SUPPLIED INFORMATION
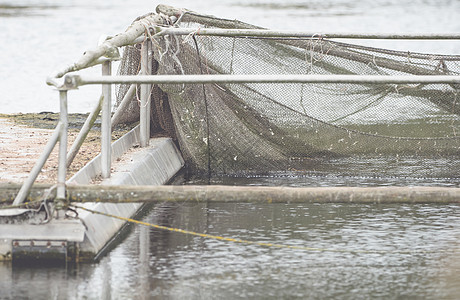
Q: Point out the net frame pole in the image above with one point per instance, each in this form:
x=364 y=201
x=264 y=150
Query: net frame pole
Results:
x=144 y=114
x=73 y=81
x=160 y=31
x=106 y=128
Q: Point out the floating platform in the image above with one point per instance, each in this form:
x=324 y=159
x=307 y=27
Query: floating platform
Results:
x=82 y=236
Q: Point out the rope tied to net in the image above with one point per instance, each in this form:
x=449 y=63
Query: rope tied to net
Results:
x=263 y=244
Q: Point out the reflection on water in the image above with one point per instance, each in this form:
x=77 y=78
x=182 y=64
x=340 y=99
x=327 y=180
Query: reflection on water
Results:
x=40 y=36
x=11 y=10
x=156 y=264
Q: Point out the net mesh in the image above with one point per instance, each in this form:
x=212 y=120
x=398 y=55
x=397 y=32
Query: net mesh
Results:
x=407 y=130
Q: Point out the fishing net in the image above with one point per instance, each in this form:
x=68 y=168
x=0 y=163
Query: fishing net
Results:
x=348 y=129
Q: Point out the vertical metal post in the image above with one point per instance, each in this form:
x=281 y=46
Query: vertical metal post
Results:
x=146 y=69
x=62 y=166
x=106 y=128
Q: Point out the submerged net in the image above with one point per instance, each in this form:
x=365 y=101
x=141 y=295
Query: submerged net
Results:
x=400 y=130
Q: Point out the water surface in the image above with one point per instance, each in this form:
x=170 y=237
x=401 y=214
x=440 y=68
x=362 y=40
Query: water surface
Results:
x=413 y=262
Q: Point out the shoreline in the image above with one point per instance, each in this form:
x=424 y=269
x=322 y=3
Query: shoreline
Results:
x=23 y=138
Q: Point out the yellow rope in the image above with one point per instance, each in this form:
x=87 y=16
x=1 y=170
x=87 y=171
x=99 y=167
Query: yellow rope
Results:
x=228 y=239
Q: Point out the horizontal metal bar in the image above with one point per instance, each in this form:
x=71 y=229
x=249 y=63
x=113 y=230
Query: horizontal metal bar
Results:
x=303 y=34
x=73 y=81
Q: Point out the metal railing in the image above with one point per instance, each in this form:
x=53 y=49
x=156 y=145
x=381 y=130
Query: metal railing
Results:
x=139 y=35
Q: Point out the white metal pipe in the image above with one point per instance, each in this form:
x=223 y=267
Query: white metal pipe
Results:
x=62 y=166
x=78 y=80
x=145 y=96
x=304 y=34
x=106 y=128
x=26 y=186
x=89 y=122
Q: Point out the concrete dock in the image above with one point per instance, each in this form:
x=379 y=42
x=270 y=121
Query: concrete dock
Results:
x=82 y=236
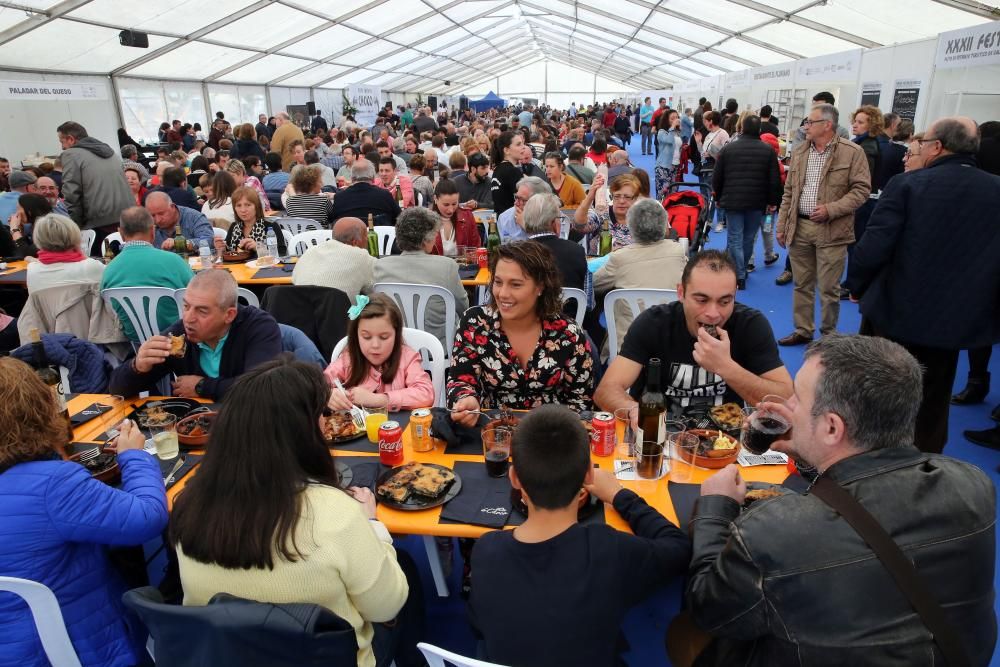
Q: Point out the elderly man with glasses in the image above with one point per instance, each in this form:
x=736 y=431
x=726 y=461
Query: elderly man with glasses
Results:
x=827 y=181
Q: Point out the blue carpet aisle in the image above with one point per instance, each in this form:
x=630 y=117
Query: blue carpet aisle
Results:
x=646 y=625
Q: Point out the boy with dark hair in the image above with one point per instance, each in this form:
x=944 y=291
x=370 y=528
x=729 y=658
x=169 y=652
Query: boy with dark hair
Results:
x=564 y=588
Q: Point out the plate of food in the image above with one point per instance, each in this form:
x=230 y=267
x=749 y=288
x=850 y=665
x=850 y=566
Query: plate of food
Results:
x=341 y=428
x=716 y=449
x=417 y=486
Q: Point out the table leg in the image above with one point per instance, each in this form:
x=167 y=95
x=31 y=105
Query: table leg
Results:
x=434 y=560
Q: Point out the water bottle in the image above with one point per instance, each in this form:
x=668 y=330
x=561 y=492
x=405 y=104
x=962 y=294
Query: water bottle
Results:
x=205 y=254
x=272 y=244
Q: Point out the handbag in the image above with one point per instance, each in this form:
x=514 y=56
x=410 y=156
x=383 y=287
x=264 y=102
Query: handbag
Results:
x=899 y=566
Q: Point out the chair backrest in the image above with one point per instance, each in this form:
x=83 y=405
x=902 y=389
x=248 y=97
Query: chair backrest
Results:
x=429 y=348
x=638 y=300
x=302 y=241
x=139 y=305
x=298 y=225
x=413 y=299
x=48 y=619
x=241 y=293
x=436 y=657
x=581 y=302
x=386 y=237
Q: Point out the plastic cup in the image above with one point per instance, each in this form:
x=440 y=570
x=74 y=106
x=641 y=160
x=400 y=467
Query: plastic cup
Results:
x=374 y=419
x=684 y=448
x=164 y=434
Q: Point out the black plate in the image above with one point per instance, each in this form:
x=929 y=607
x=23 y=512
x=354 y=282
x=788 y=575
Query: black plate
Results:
x=415 y=501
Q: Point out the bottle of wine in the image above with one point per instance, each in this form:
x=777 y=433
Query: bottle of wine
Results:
x=180 y=243
x=372 y=238
x=492 y=238
x=605 y=243
x=651 y=407
x=51 y=377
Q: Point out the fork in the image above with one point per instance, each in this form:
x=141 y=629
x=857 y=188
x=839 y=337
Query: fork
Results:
x=358 y=415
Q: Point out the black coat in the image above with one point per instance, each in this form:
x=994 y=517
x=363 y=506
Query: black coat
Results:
x=928 y=266
x=746 y=175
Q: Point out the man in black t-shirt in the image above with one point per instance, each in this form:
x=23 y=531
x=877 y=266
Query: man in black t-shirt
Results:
x=699 y=369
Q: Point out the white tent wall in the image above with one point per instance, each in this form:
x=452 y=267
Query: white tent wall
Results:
x=29 y=126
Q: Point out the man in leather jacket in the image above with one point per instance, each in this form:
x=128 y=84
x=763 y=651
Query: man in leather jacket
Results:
x=789 y=582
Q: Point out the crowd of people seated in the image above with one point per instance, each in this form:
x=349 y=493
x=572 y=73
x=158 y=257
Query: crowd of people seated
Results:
x=789 y=582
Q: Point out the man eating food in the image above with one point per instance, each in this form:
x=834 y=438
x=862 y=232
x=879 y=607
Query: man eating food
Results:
x=713 y=350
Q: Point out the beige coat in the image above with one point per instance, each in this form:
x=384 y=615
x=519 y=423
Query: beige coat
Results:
x=639 y=266
x=844 y=186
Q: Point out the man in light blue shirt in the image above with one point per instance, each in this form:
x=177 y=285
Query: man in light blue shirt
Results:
x=645 y=126
x=166 y=216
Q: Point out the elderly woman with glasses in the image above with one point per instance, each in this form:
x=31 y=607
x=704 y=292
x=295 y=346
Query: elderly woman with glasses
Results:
x=625 y=191
x=653 y=261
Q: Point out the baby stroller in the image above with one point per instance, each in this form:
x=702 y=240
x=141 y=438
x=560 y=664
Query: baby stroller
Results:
x=688 y=212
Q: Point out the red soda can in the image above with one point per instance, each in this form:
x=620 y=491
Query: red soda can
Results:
x=602 y=434
x=390 y=443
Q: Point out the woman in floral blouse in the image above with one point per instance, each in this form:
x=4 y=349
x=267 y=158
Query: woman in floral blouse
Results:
x=625 y=191
x=519 y=350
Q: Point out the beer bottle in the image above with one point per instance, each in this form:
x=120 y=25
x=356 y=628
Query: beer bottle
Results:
x=372 y=238
x=50 y=375
x=651 y=407
x=492 y=238
x=605 y=243
x=180 y=243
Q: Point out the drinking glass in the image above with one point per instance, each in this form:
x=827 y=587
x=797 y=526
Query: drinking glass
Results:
x=496 y=451
x=165 y=437
x=684 y=448
x=374 y=419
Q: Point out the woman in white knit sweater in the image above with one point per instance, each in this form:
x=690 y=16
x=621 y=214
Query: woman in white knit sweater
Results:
x=277 y=527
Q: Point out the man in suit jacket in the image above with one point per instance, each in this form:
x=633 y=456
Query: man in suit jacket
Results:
x=542 y=220
x=416 y=231
x=933 y=298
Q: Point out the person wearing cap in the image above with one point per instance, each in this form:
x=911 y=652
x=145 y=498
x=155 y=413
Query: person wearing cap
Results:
x=474 y=185
x=21 y=182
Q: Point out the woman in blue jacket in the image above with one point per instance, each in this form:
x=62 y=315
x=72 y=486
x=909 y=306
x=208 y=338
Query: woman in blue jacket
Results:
x=57 y=523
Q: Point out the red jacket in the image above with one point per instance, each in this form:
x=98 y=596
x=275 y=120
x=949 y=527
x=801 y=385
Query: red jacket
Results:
x=466 y=232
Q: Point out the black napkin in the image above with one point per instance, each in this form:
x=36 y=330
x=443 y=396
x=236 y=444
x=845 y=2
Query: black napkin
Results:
x=459 y=439
x=468 y=271
x=91 y=411
x=483 y=500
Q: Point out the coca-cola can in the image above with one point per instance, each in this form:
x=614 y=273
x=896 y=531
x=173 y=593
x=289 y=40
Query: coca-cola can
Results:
x=390 y=443
x=602 y=434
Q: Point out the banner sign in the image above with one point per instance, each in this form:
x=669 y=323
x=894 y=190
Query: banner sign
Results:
x=969 y=47
x=367 y=100
x=52 y=90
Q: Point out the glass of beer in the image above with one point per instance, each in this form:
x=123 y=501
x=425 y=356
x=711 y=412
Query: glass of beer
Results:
x=496 y=450
x=164 y=433
x=762 y=427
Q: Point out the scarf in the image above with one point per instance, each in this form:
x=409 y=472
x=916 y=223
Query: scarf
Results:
x=56 y=257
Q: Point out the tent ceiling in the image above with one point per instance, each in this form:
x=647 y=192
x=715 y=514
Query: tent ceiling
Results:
x=420 y=44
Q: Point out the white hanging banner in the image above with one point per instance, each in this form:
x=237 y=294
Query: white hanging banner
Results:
x=969 y=47
x=367 y=100
x=52 y=90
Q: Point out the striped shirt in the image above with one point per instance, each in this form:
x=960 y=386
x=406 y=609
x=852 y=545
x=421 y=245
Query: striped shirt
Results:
x=814 y=168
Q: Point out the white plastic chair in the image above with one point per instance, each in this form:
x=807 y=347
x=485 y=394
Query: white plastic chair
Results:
x=436 y=657
x=87 y=238
x=581 y=302
x=301 y=242
x=48 y=619
x=298 y=225
x=638 y=300
x=413 y=300
x=386 y=237
x=241 y=292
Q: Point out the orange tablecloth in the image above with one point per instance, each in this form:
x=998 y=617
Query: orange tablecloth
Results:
x=425 y=522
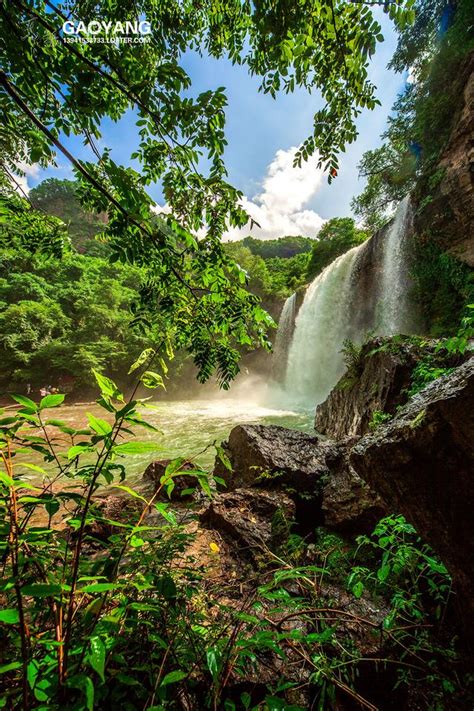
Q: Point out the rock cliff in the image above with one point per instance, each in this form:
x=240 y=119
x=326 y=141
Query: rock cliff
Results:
x=447 y=216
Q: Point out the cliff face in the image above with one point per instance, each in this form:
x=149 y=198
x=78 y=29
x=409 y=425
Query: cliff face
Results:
x=422 y=463
x=384 y=372
x=447 y=217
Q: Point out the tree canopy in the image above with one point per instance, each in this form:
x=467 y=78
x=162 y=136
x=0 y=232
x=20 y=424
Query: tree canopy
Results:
x=335 y=237
x=433 y=50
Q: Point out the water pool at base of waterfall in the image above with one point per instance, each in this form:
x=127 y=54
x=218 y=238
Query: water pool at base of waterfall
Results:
x=188 y=428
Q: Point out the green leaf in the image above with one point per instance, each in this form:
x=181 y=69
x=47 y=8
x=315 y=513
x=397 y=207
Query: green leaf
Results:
x=102 y=427
x=107 y=386
x=213 y=656
x=51 y=401
x=144 y=356
x=77 y=450
x=136 y=448
x=41 y=590
x=9 y=617
x=100 y=587
x=97 y=656
x=25 y=401
x=383 y=573
x=10 y=667
x=152 y=380
x=33 y=467
x=6 y=479
x=173 y=677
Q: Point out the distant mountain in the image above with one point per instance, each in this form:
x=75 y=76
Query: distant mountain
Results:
x=284 y=247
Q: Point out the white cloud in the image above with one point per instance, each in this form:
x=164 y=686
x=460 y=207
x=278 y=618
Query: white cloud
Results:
x=278 y=207
x=20 y=182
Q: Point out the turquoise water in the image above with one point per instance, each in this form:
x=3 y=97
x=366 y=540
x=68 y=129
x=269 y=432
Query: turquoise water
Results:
x=188 y=428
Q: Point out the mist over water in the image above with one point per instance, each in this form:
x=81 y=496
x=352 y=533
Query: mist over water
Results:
x=362 y=292
x=283 y=338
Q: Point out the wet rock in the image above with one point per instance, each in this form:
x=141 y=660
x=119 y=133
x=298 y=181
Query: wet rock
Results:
x=272 y=456
x=253 y=519
x=422 y=464
x=316 y=474
x=378 y=381
x=448 y=217
x=182 y=482
x=348 y=504
x=111 y=508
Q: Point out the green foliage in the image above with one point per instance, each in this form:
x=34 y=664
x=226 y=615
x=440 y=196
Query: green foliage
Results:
x=336 y=237
x=378 y=418
x=271 y=276
x=442 y=287
x=459 y=343
x=283 y=247
x=60 y=198
x=124 y=617
x=352 y=356
x=429 y=368
x=65 y=318
x=433 y=49
x=23 y=228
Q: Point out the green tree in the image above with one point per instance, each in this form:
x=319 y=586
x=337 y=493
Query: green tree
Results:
x=434 y=50
x=51 y=88
x=335 y=237
x=284 y=247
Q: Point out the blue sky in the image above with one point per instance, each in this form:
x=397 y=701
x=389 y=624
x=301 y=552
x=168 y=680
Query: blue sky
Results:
x=262 y=135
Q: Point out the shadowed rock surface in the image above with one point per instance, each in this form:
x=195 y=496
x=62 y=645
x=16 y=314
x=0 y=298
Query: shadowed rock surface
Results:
x=422 y=463
x=315 y=473
x=253 y=519
x=382 y=375
x=448 y=217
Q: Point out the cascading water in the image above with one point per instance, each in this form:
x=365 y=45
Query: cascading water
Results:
x=314 y=361
x=286 y=325
x=394 y=316
x=362 y=291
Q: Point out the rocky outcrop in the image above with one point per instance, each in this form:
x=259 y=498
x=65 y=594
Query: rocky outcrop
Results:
x=348 y=504
x=422 y=464
x=315 y=473
x=448 y=216
x=377 y=382
x=253 y=520
x=274 y=455
x=183 y=482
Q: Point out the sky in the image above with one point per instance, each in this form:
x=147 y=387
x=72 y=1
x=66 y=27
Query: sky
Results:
x=263 y=135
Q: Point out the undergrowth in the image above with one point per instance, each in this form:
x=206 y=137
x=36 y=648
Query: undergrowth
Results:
x=106 y=612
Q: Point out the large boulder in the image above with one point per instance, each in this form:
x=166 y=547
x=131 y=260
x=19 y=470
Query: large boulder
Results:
x=254 y=520
x=447 y=218
x=348 y=504
x=272 y=456
x=183 y=483
x=315 y=473
x=376 y=381
x=422 y=464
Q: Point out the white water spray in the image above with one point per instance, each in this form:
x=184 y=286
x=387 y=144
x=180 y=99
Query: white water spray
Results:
x=362 y=291
x=314 y=361
x=393 y=289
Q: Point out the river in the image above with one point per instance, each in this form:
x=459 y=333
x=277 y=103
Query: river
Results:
x=187 y=427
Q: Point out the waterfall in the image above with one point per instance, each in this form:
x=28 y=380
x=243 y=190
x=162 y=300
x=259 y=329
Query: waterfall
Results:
x=363 y=291
x=283 y=338
x=315 y=362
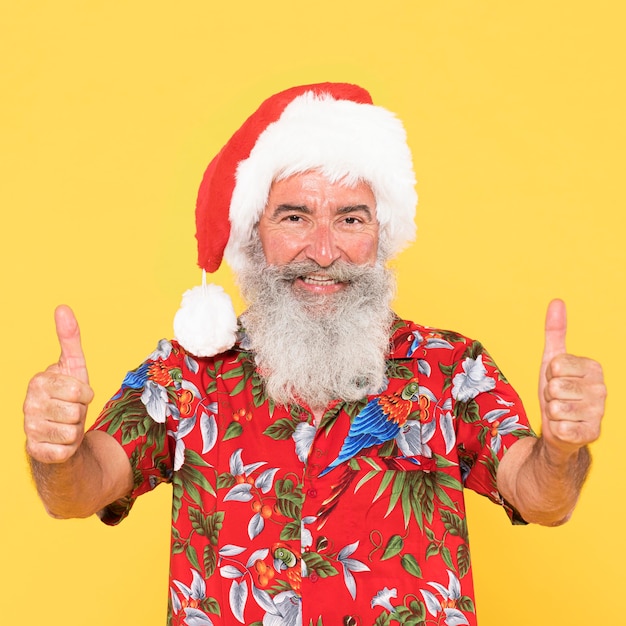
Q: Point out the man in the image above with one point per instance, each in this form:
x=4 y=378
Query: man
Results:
x=318 y=458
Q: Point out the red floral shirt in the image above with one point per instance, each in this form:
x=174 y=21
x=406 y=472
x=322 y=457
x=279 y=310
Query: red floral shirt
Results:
x=358 y=522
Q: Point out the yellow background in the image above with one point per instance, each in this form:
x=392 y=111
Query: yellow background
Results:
x=110 y=110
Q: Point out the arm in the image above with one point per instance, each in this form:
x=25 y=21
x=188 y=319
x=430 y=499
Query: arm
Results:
x=76 y=474
x=542 y=478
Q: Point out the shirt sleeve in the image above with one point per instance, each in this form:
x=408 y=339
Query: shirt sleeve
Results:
x=142 y=416
x=490 y=418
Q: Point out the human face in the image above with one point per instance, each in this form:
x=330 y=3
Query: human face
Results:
x=309 y=218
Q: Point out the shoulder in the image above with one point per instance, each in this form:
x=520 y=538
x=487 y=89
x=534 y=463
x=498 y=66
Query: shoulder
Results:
x=413 y=340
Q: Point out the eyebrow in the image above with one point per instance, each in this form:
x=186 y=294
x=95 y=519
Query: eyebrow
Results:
x=302 y=208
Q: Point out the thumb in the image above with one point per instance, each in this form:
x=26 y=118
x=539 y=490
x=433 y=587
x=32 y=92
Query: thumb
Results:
x=72 y=360
x=556 y=328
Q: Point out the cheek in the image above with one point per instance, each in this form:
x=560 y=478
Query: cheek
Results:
x=280 y=248
x=362 y=250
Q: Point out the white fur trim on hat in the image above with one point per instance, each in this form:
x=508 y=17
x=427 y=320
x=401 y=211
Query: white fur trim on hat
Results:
x=206 y=324
x=342 y=139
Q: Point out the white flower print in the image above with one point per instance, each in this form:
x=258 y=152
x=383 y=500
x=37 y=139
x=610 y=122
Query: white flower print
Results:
x=473 y=381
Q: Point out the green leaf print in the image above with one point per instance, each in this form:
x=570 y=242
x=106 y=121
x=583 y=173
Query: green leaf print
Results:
x=234 y=430
x=280 y=430
x=394 y=546
x=410 y=564
x=319 y=565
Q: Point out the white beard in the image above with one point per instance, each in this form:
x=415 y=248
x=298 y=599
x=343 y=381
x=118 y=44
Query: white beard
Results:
x=314 y=349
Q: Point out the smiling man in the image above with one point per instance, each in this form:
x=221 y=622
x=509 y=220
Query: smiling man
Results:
x=318 y=447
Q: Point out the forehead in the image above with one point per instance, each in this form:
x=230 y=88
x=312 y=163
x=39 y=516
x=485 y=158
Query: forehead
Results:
x=314 y=189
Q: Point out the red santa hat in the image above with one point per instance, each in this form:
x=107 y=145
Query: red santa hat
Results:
x=331 y=127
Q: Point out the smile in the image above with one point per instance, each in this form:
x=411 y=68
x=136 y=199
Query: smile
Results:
x=319 y=280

YOUR GOAL
Across the records above, how many lines hold the string "striped"? The number alone will do.

SOLUTION TO THIS PROBLEM
2